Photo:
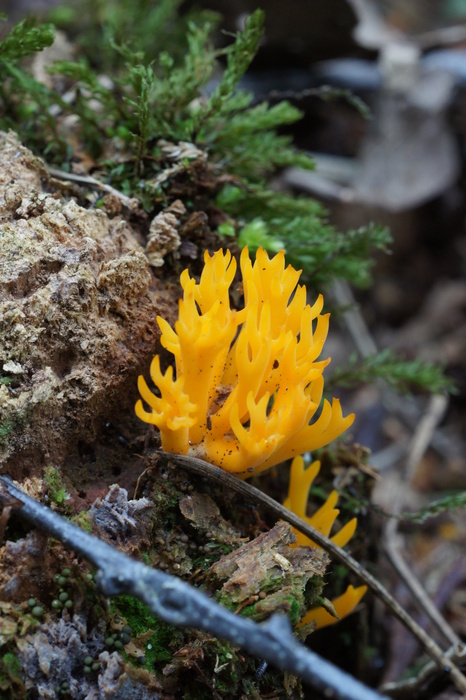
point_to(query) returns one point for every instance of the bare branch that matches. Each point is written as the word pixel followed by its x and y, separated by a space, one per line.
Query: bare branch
pixel 219 475
pixel 181 605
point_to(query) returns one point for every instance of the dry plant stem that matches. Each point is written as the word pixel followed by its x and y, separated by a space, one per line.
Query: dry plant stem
pixel 182 605
pixel 394 542
pixel 228 480
pixel 420 441
pixel 92 182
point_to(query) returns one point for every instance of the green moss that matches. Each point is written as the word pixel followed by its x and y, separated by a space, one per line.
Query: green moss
pixel 11 683
pixel 141 621
pixel 83 520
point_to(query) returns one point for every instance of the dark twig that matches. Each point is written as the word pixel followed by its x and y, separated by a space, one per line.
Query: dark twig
pixel 251 493
pixel 181 605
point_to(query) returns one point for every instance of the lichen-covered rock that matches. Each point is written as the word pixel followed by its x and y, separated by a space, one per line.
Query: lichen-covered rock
pixel 268 576
pixel 77 315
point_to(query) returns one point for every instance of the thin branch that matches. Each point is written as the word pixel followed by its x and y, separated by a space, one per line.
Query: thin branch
pixel 228 480
pixel 422 437
pixel 129 202
pixel 181 605
pixel 393 542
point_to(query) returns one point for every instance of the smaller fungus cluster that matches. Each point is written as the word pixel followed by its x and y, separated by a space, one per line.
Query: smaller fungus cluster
pixel 248 383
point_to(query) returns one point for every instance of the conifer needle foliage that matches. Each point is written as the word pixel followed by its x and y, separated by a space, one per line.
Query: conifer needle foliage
pixel 146 79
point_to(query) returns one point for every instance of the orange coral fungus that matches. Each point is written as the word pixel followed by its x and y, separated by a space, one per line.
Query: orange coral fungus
pixel 248 384
pixel 301 480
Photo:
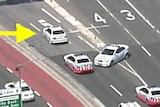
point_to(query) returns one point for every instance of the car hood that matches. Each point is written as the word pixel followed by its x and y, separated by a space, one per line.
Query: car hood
pixel 104 57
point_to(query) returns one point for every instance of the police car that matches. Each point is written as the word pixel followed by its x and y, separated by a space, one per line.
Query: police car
pixel 78 63
pixel 129 104
pixel 148 94
pixel 27 93
pixel 55 35
pixel 112 54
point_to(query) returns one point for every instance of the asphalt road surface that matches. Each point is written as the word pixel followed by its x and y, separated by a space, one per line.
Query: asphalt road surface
pixel 132 30
pixel 8 77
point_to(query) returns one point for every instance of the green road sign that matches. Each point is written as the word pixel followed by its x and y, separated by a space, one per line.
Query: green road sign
pixel 10 98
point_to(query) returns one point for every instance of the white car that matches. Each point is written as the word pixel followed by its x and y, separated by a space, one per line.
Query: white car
pixel 148 94
pixel 55 35
pixel 79 63
pixel 27 93
pixel 112 54
pixel 129 104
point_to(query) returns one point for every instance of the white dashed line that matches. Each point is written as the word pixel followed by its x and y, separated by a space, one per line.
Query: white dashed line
pixel 140 14
pixel 94 28
pixel 36 93
pixel 86 42
pixel 49 105
pixel 35 27
pixel 89 44
pixel 49 14
pixel 145 50
pixel 120 94
pixel 8 69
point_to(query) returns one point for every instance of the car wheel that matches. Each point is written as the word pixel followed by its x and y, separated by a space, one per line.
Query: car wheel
pixel 111 63
pixel 126 56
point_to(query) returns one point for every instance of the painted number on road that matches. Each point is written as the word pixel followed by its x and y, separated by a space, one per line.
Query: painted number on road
pixel 98 18
pixel 44 23
pixel 130 16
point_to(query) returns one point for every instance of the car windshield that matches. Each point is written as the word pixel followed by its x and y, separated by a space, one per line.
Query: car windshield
pixel 58 32
pixel 83 60
pixel 25 89
pixel 107 52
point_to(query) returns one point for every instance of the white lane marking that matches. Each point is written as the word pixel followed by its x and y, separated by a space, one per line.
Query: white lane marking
pixel 140 78
pixel 80 37
pixel 49 14
pixel 89 44
pixel 134 73
pixel 36 93
pixel 140 14
pixel 145 50
pixel 98 18
pixel 49 105
pixel 35 27
pixel 94 28
pixel 118 21
pixel 86 42
pixel 8 69
pixel 91 27
pixel 116 90
pixel 130 67
pixel 132 36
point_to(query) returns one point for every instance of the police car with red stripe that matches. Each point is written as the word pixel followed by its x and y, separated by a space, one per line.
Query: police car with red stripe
pixel 79 63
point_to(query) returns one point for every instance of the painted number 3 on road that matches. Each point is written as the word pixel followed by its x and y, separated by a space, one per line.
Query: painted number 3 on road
pixel 130 16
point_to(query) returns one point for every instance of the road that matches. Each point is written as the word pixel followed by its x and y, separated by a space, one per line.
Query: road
pixel 135 32
pixel 133 22
pixel 7 77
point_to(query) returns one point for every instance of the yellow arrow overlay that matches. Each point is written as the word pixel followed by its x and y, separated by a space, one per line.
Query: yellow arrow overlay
pixel 22 33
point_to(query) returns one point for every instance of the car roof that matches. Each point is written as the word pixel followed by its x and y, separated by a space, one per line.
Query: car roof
pixel 81 56
pixel 23 84
pixel 56 28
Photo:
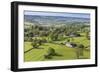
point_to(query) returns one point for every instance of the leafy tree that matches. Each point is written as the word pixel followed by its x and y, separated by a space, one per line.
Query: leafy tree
pixel 35 43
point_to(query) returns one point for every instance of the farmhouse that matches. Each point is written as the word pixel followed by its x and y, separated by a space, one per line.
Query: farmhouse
pixel 72 45
pixel 74 35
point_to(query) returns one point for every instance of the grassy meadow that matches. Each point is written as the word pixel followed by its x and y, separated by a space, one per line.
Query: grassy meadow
pixel 50 38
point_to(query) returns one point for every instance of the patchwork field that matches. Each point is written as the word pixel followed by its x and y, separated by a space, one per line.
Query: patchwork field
pixel 64 52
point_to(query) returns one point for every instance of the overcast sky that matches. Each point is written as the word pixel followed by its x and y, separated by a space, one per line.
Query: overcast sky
pixel 79 15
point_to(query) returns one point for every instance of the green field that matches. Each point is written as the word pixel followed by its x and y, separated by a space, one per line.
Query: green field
pixel 64 52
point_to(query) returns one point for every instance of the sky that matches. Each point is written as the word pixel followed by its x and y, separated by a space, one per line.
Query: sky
pixel 64 14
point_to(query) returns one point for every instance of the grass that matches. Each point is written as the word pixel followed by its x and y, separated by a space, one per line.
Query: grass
pixel 65 53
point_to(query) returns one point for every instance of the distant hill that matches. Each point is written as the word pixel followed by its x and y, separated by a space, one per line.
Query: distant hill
pixel 49 20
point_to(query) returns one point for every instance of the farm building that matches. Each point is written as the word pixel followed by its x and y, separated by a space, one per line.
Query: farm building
pixel 72 45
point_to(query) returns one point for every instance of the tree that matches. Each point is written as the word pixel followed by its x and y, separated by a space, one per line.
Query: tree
pixel 35 43
pixel 87 35
pixel 80 50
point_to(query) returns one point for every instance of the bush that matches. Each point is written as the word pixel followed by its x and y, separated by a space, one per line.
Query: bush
pixel 51 51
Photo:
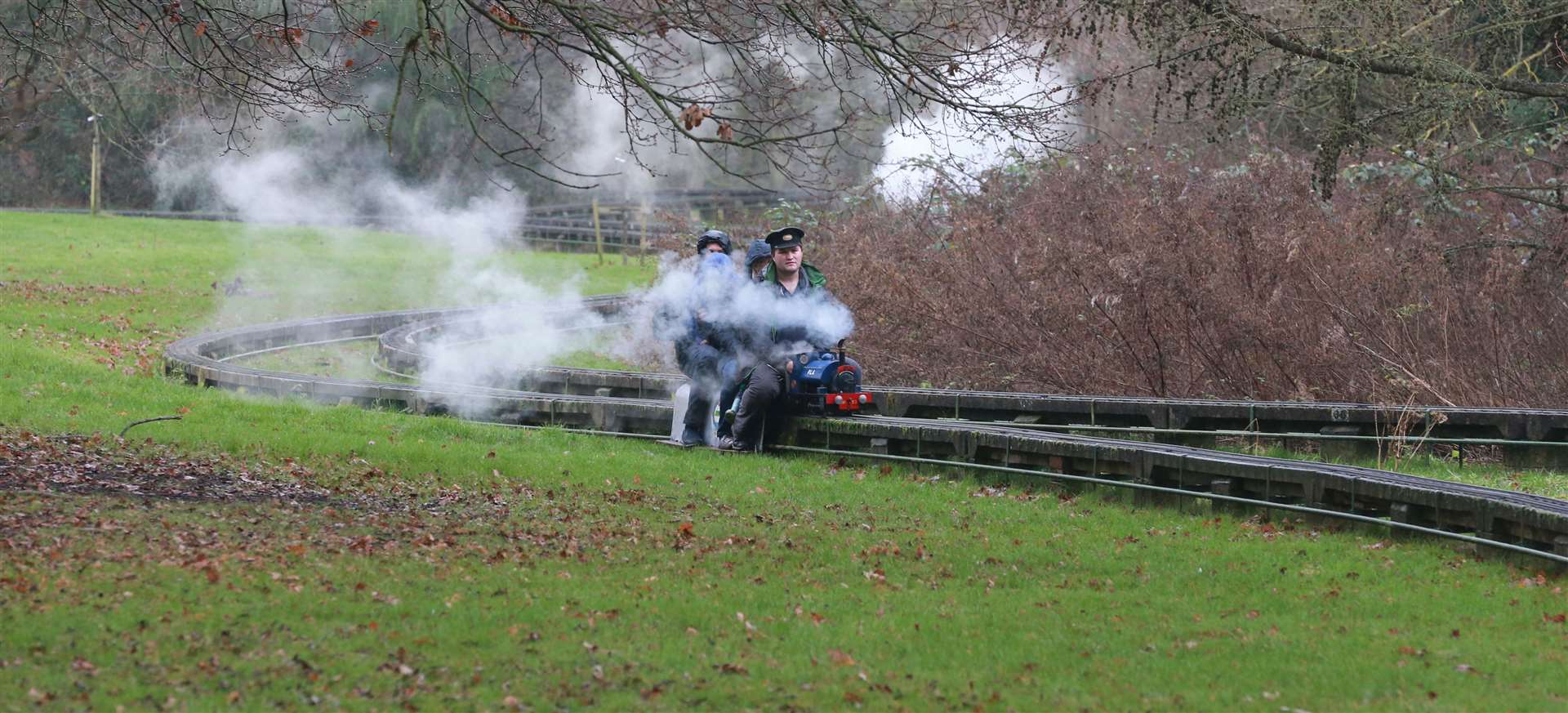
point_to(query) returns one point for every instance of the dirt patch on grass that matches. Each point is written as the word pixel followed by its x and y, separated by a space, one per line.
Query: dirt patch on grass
pixel 91 464
pixel 33 290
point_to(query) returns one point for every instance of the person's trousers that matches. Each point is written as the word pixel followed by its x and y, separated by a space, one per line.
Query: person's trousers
pixel 763 394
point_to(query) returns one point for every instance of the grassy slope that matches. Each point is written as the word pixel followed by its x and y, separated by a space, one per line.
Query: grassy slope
pixel 560 573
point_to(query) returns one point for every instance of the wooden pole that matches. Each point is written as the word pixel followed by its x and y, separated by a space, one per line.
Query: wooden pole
pixel 96 168
pixel 642 252
pixel 598 235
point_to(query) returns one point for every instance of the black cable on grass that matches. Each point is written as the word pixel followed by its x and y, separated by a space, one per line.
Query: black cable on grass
pixel 148 421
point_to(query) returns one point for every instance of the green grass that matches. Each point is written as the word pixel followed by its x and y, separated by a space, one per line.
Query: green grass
pixel 475 566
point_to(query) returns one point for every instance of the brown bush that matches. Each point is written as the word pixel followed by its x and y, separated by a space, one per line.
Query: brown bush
pixel 1160 278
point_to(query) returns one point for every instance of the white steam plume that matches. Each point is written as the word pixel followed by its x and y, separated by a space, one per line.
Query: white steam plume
pixel 318 176
pixel 921 149
pixel 744 315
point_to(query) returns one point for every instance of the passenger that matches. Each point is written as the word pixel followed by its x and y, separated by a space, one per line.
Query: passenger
pixel 705 353
pixel 789 278
pixel 758 259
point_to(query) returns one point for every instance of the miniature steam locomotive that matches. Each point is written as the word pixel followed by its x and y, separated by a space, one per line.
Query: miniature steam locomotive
pixel 823 383
pixel 817 383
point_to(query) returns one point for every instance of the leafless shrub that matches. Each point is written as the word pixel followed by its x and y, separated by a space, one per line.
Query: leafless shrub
pixel 1157 276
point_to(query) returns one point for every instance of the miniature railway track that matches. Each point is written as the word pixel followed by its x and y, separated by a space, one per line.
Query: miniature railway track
pixel 1532 434
pixel 637 404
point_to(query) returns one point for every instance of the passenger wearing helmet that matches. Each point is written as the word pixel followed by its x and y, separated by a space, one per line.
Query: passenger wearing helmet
pixel 705 351
pixel 714 242
pixel 758 259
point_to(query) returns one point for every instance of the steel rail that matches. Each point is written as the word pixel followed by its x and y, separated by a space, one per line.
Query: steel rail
pixel 1518 430
pixel 1523 522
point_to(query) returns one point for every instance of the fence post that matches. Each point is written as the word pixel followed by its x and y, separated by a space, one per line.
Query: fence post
pixel 642 252
pixel 98 167
pixel 598 235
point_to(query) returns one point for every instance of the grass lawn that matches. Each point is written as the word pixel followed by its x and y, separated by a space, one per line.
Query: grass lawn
pixel 274 554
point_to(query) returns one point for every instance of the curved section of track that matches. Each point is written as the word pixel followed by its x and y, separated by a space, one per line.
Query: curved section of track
pixel 627 403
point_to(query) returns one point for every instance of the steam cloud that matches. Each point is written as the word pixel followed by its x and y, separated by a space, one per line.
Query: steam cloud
pixel 921 149
pixel 322 177
pixel 745 314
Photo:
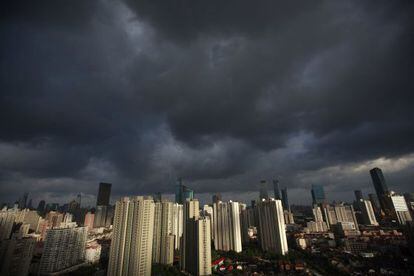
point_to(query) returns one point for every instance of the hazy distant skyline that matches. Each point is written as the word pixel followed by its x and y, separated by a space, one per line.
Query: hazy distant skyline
pixel 221 93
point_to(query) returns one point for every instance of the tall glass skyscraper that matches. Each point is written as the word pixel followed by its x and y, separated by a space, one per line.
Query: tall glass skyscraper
pixel 318 194
pixel 381 189
pixel 182 193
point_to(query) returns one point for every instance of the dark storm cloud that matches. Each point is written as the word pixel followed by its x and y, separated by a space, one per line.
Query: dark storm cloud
pixel 221 93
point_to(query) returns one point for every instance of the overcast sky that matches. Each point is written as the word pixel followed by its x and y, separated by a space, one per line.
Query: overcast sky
pixel 220 93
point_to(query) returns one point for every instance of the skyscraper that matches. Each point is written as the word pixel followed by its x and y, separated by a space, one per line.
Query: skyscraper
pixel 381 189
pixel 16 255
pixel 285 200
pixel 131 245
pixel 400 209
pixel 318 194
pixel 182 192
pixel 368 215
pixel 276 189
pixel 163 228
pixel 191 211
pixel 104 194
pixel 226 224
pixel 64 247
pixel 198 246
pixel 178 225
pixel 272 229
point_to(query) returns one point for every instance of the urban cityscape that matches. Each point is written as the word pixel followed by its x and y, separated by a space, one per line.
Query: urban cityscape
pixel 150 235
pixel 206 137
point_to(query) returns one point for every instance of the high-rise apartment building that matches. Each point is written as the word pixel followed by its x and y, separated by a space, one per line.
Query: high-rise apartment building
pixel 276 189
pixel 182 192
pixel 89 218
pixel 7 218
pixel 226 224
pixel 104 194
pixel 272 229
pixel 163 228
pixel 381 190
pixel 63 248
pixel 247 221
pixel 198 262
pixel 191 210
pixel 131 245
pixel 400 209
pixel 15 256
pixel 178 225
pixel 367 212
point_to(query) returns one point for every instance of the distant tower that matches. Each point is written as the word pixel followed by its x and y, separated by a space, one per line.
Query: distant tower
pixel 381 189
pixel 276 189
pixel 182 193
pixel 272 226
pixel 104 194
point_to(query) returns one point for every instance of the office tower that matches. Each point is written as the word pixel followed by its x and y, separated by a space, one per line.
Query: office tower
pixel 263 190
pixel 285 200
pixel 358 195
pixel 89 218
pixel 182 192
pixel 198 246
pixel 30 204
pixel 190 211
pixel 16 255
pixel 208 212
pixel 375 204
pixel 54 219
pixel 318 194
pixel 381 189
pixel 131 245
pixel 41 206
pixel 63 248
pixel 32 219
pixel 367 212
pixel 163 228
pixel 319 225
pixel 167 252
pixel 340 213
pixel 100 216
pixel 7 218
pixel 272 229
pixel 288 216
pixel 276 189
pixel 216 198
pixel 247 221
pixel 104 194
pixel 227 230
pixel 400 209
pixel 409 199
pixel 178 225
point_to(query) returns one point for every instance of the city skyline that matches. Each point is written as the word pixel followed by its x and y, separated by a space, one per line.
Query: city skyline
pixel 121 93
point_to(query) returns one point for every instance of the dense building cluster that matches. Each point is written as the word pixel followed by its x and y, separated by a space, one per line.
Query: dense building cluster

|---|

* Short task
Reproduce verbatim the lines of the records above, from the line with "the car roof" to the line with "pixel 56 28", both ends included.

* Task solution
point_to(query) returns one point for every instance of the car roof that matches. Each point is written as the word pixel followed by its x and y, separated by a space, one per line.
Query: car roof
pixel 81 56
pixel 23 84
pixel 56 28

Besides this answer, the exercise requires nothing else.